* _Leestekst_
☆ ☆ ☆
Saneringstechnieken

Civieltechnische werken

Een veel gebruikte saneringstechniek bij verontreiniging door vloeibare brandstoffen bestaat erin om de grond te ontgraven. In sommige gevallen gaat dat gepaard met een verlaging van het grondwater (bemaling). Als er een drijflaag is aangetoond en het technisch mogelijk is, wordt de drijflaag ook mee verwijderd tijdens de ontgravingswerken. De verontreinigde grond wordt afgevoerd naar een erkend centrum voor grondreiniging, waar de grond gezuiverd wordt.

 

In-situsanering

Bij deze techniek worden filters geplaatst om de grond of het grondwater (verder) te zuiveren via een onttrekkingssysteem. Na plaatsing van de filters kan het terrein meestal opnieuw in gebruik worden genomen. De vaakst toegepaste techniek is ‘venting’. Daarbij wordt het grondwater verlaagd en wordt de verontreinigde lucht uit de grond gezogen. Het verontreinigde water en de verontreinigde lucht worden ter plaatse opgevangen en gezuiverd. Een in-situsanering kan zes maanden tot meerdere jaren duren.
☆ ☆ ☆
* _Lijst gegevens_

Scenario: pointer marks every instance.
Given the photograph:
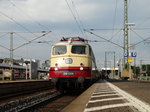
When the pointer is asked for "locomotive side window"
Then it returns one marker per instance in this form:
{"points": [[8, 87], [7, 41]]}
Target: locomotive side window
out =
{"points": [[78, 49], [58, 50]]}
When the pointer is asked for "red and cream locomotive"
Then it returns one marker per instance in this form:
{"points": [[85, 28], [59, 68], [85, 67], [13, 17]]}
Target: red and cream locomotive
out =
{"points": [[72, 63]]}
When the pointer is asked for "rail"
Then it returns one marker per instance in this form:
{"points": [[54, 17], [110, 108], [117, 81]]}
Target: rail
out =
{"points": [[22, 104]]}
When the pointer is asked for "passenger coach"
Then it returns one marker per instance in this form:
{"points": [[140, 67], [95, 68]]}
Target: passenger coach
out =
{"points": [[72, 62]]}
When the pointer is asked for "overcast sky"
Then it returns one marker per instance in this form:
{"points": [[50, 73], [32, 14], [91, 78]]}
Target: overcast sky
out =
{"points": [[68, 18]]}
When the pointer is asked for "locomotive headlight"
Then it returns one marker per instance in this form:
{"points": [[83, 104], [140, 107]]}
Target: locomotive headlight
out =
{"points": [[68, 61], [81, 68]]}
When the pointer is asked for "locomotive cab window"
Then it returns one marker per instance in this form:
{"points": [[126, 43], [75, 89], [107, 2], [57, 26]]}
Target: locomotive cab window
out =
{"points": [[78, 49], [58, 50]]}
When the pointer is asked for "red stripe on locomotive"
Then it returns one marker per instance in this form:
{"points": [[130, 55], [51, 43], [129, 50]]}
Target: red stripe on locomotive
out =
☆ ☆ ☆
* _Opdracht 1_
Neem een deel van de tekst over saneringstechnieken woordelijk over. Begin bij de woorden "Een veel gebruikte" en stop na de woorden "grond gezuiverd wordt.".
* _Opdracht 2_
Geef voor elke bewering aan of ze klopt volgens de tekst over saneringstechnieken. Antwoord telkens met ja of nee en citeer de beslissende woorden uit die tekst letterlijk.
(a) Een in-situsanering kan meerdere jaren duren.
(b) Bij het ontgraven wordt een drijflaag altijd mee verwijderd.
(c) Bij venting wordt het grondwater verhoogd.
* _Opdracht 3_
Schrijf een vervolg op de tekst over saneringstechnieken, te beginnen na de laatste zin.

* _Resultaat 1_
Een veel gebruikte saneringstechniek bij verontreiniging door vloeibare brandstoffen bestaat erin om de grond te ontgraven. In sommige gevallen gaat dat gepaard met een verlaging van het grondwater (bemaling). Als er een drijflaag is aangetoond en het technisch mogelijk is, wordt de drijflaag ook mee verwijderd tijdens de ontgravingswerken. De verontreinigde grond wordt afgevoerd naar een erkend centrum voor grondreiniging, waar de grond gezuiverd wordt.

* _Resultaat 2_
(a) Ja: "Een in-situsanering kan zes maanden tot meerdere jaren duren."
(b) Nee: "Als er een drijflaag is aangetoond en het technisch mogelijk is, wordt de drijflaag ook mee verwijderd tijdens de ontgravingswerken."
(c) Nee: "Daarbij wordt het grondwater verlaagd"

* _Resultaat 3_
 

Monitoring

Na de uitgevoerde bodemsaneringswerken wordt de grondwaterkwaliteit meestal nog een tijd gecontroleerd. Zijn de resultaten positief en is er sprake van een stabiele eindtoestand, dan kan de sanering worden afgerond.  

 

Eindevaluatieonderzoek

Als de saneringswerken zijn uitgevoerd en de monitoring is afgerond, wordt er een eindevaluatierapport of eindbeoordeling opgesteld. Dat is een verslag dat de uitgevoerde werken omschrijft en aantoont dat een stabiele eindtoestand is verkregen. Als de overheid dit eindverslag goedkeurt, wordt er een eindverklaring afgeleverd. Hiermee is de sanering volledig afgerond.